Location identification listing

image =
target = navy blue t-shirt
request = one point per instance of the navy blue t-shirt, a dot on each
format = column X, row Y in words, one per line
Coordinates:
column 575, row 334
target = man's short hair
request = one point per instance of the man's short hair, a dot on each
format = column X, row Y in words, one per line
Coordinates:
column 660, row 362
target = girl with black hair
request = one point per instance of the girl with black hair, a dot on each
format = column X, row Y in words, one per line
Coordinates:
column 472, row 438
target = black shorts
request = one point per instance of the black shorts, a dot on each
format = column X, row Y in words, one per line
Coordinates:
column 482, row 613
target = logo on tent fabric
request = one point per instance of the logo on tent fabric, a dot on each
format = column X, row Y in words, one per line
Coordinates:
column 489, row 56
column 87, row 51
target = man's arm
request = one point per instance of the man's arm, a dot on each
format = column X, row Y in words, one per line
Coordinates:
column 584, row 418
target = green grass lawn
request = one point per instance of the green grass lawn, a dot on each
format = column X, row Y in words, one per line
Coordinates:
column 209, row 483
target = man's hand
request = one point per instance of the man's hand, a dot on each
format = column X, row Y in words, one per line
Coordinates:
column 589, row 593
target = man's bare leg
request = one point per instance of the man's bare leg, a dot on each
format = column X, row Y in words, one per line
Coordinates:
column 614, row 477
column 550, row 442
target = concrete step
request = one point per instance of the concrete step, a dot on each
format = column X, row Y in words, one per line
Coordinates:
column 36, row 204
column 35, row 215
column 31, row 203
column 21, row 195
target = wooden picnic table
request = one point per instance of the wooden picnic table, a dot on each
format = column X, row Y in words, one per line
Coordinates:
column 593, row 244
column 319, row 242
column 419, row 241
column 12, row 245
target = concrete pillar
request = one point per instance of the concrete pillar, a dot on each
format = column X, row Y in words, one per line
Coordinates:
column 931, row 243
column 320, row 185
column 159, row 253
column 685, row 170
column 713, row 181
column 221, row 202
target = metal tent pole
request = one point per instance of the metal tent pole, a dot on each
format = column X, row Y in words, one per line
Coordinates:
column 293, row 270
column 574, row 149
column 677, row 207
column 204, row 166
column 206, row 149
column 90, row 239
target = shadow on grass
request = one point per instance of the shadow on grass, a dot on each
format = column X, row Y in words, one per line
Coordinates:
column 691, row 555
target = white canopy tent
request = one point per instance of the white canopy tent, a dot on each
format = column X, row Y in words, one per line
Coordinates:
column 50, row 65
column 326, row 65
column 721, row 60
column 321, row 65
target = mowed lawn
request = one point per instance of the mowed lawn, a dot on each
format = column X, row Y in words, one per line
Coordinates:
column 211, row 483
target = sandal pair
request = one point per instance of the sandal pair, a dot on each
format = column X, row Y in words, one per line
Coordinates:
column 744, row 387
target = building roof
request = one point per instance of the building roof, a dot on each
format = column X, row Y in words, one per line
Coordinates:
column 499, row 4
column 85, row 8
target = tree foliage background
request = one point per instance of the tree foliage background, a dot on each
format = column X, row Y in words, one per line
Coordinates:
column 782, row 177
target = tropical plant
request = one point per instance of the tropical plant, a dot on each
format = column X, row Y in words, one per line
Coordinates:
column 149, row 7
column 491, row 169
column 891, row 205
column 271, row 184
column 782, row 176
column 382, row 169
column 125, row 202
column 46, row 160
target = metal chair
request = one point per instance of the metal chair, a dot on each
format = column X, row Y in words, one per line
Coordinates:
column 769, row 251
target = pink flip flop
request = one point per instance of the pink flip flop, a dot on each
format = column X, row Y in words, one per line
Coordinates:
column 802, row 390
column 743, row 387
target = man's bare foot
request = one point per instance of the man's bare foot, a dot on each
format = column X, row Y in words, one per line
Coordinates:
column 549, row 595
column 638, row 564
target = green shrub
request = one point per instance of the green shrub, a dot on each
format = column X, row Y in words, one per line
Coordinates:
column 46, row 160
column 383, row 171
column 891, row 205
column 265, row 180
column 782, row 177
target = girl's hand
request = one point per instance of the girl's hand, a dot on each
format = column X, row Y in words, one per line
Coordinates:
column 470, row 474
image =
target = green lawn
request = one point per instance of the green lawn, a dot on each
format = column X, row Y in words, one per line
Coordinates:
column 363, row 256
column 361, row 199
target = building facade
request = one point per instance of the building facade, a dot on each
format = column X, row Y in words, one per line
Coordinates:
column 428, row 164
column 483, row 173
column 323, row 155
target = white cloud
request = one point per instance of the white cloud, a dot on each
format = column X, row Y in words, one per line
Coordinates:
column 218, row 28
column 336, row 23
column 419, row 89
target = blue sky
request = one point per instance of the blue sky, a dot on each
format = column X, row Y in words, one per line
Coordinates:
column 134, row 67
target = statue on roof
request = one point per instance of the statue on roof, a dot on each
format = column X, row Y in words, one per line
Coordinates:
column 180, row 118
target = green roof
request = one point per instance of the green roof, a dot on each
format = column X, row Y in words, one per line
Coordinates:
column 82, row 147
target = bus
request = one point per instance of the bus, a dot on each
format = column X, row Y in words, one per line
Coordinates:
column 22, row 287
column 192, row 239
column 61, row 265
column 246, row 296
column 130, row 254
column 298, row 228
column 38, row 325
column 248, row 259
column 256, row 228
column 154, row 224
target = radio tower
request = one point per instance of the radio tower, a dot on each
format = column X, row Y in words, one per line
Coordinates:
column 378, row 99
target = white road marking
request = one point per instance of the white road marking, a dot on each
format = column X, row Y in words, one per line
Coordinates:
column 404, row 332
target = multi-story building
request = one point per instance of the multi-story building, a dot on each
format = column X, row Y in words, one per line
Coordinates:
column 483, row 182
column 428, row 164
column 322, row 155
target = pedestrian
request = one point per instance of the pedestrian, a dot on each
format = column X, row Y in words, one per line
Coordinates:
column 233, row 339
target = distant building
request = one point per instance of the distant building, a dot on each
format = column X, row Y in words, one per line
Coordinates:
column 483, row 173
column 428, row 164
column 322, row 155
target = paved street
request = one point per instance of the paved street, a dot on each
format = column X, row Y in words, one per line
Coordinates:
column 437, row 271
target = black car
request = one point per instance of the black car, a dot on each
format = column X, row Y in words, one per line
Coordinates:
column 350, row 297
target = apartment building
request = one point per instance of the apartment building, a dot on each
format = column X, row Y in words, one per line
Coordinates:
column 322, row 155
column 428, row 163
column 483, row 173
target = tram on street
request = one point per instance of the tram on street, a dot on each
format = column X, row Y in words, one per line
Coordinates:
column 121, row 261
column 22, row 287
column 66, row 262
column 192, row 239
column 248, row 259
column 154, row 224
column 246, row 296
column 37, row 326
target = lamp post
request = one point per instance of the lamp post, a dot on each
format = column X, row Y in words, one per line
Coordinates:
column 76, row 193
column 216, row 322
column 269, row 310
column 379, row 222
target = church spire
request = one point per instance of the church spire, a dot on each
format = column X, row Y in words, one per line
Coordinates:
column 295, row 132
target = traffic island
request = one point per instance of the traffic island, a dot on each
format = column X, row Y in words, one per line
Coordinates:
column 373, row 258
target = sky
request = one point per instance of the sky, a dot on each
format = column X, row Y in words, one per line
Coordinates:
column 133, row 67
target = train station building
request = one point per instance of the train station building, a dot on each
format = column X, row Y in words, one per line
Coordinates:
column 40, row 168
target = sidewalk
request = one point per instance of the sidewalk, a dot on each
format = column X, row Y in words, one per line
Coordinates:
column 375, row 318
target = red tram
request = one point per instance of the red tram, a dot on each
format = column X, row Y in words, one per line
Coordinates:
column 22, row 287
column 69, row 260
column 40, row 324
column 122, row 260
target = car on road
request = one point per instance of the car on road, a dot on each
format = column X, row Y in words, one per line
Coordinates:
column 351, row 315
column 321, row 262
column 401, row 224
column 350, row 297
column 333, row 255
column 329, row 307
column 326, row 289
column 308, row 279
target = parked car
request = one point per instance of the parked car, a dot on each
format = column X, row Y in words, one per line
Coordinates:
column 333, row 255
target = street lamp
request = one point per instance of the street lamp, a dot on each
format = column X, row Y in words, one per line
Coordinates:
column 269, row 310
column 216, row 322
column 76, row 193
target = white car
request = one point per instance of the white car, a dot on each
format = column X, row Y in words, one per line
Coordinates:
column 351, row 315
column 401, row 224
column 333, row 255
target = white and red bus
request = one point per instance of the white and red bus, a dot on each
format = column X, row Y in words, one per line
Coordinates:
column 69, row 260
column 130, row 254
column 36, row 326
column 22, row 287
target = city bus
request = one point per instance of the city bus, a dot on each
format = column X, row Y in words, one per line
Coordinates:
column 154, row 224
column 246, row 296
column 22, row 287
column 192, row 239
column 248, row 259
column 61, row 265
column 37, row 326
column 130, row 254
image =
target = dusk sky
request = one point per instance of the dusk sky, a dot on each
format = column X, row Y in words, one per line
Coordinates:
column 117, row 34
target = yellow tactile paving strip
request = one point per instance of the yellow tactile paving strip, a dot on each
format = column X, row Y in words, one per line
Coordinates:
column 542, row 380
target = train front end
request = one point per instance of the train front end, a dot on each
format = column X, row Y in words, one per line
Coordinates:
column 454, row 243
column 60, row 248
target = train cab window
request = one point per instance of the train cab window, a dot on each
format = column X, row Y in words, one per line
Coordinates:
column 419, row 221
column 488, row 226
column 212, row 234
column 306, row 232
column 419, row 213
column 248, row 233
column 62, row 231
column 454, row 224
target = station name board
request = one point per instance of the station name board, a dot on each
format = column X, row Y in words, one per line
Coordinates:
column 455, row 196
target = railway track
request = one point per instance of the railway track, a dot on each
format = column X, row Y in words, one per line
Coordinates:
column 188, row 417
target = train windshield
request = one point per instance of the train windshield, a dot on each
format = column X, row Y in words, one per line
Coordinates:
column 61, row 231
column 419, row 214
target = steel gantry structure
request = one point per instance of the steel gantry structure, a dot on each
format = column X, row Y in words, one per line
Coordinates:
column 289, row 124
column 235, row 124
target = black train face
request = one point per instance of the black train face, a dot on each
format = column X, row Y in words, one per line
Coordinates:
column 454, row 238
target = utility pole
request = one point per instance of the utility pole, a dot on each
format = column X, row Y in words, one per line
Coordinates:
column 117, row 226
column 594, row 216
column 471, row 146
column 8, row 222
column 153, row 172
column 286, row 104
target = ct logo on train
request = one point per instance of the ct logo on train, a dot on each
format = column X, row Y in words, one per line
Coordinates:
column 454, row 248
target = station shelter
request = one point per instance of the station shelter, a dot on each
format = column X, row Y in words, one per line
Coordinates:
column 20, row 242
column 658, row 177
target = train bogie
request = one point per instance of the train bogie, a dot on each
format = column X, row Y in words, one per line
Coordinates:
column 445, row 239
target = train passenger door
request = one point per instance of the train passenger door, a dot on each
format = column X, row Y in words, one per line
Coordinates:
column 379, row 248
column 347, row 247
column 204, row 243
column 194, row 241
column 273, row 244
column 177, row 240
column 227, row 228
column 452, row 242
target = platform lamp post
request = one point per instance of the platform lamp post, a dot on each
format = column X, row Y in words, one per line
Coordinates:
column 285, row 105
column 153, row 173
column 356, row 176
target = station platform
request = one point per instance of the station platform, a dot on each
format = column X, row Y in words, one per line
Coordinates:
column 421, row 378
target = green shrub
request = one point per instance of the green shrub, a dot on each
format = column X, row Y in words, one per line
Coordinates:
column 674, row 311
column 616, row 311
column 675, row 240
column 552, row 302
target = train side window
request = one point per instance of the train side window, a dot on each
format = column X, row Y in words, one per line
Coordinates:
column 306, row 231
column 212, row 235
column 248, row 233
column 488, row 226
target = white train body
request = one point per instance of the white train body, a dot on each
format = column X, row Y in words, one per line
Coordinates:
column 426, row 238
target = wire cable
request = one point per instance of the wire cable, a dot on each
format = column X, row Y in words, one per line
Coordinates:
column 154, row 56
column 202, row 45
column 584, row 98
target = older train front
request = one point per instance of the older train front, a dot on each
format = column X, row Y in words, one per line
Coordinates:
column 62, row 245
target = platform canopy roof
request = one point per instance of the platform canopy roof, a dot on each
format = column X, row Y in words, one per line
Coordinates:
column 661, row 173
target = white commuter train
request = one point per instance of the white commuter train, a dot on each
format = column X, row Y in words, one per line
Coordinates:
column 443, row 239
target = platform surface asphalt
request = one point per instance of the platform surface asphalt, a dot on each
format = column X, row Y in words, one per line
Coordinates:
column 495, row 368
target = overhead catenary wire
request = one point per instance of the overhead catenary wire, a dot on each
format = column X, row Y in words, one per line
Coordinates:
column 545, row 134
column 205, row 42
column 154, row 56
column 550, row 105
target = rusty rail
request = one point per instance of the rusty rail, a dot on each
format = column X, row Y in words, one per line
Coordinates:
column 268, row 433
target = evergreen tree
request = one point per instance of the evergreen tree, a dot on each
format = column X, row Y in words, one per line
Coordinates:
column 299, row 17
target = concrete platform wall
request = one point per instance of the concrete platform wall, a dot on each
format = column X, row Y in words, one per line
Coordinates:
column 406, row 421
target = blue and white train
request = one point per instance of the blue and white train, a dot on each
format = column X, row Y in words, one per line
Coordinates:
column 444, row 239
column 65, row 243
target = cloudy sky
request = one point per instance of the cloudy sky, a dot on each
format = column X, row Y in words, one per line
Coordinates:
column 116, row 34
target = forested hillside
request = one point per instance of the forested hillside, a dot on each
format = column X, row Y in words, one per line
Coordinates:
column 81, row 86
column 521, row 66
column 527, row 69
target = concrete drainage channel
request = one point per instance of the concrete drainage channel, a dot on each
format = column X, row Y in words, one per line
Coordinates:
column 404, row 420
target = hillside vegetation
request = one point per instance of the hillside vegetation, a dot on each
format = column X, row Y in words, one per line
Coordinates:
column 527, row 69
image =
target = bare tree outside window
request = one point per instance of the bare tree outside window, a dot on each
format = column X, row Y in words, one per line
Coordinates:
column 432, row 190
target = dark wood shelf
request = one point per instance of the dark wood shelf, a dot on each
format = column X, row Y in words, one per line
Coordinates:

**Written exercise:** Please render the listing between the lines holding "target = evergreen tree" and "column 299, row 17", inclusive, as a two-column CSV with the columns request and coordinates, one row per request, each value in a single quoted field and any line breaks replaced by spaces.

**Answer for the task:**
request,coordinates
"target = evergreen tree request = one point per instance of the evergreen tree, a dot on each format = column X, row Y in words, one per line Coordinates:","column 299, row 17"